Object pointing dataset rows:
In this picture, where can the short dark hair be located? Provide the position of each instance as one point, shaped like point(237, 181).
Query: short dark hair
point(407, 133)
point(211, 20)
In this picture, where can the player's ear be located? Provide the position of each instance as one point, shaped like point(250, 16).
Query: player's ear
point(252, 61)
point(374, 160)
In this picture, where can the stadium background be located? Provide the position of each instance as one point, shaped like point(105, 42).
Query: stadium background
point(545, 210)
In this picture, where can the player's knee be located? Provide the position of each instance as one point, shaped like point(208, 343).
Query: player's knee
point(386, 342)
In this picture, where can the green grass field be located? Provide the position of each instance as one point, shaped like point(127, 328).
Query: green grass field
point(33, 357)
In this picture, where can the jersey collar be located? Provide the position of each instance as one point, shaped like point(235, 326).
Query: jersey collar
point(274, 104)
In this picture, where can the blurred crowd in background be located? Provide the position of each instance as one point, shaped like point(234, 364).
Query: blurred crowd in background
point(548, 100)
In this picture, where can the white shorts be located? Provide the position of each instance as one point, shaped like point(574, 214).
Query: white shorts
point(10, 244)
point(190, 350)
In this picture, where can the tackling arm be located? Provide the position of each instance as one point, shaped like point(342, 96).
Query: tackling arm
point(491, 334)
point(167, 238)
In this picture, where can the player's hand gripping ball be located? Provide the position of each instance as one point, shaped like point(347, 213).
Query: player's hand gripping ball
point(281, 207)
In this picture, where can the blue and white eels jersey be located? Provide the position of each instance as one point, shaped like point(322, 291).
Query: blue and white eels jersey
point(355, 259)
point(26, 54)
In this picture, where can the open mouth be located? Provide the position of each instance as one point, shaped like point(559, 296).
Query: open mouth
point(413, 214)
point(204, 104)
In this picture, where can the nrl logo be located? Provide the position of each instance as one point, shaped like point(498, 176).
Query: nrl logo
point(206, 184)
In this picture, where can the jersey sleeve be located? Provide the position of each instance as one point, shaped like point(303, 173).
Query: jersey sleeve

▶ _YOUR OBJECTIVE_
Rewrite all of the rows above, changing every "jersey" to "shirt" and leaving everything else as it is.

▶ _TASK RESPONSE_
In this picture, where can the short dark hair be located? Provide the position of each instance as one point, shaped like point(237, 181).
Query: short dark hair
point(407, 133)
point(211, 20)
In this picture, where can the player's ear be located? Provide the position of each instance as one point, shaped like point(250, 16).
Query: player's ear
point(252, 61)
point(374, 160)
In this picture, where can the stadium background be located? Provide the position of each instance as one point, shaped like point(105, 42).
Query: stadium background
point(545, 210)
In this picture, where can the player's knee be located? Provide the position of each instance as one point, shaped like point(208, 343).
Query: player's knee
point(386, 342)
In this picture, where can the green grass field be located? Provide the position of each instance as one point, shaped like point(127, 328).
Query: green grass field
point(33, 357)
In this picture, where can the shirt collar be located? Provide the position of each instance as one point, shaped like point(235, 326).
Query: shirt collar
point(274, 104)
In this picture, where can the blurred crowd in background be located? Provide the position of each instance as one point, shaped like point(234, 364).
Query: blurred crowd in background
point(548, 100)
In this picture, where can the white shorts be located? Provide the position of each instance as one point, shaped like point(574, 214).
Query: white shorts
point(10, 244)
point(190, 350)
In this picture, where can the tackling arm be located? Provide the position of each instance as one point, shaped like point(342, 96).
Query: tackling arm
point(491, 334)
point(167, 238)
In this picture, where can the player's hand gripping ball be located? Provide the position of each instance as one point, shaped like point(347, 213).
Query: player's hand gripping ball
point(281, 207)
In this picture, where can the blue and white eels shirt be located? Provide the position of each instance as one point, shaped like point(322, 291).
Query: blue and white eels shirt
point(355, 259)
point(26, 54)
In this picture, where can the open mouth be located? Provide the position of each instance as one point, shaped like point(559, 296).
Query: open mouth
point(413, 214)
point(204, 104)
In this picture, where can the nrl logo be located? Provide the position of each instance as one point, shaped like point(498, 176).
Query: nrl logo
point(206, 184)
In this picture, where can the shirt sleeve be located? Provide the position of each instance as one point, shaped like point(303, 173).
Query: shirt sleeve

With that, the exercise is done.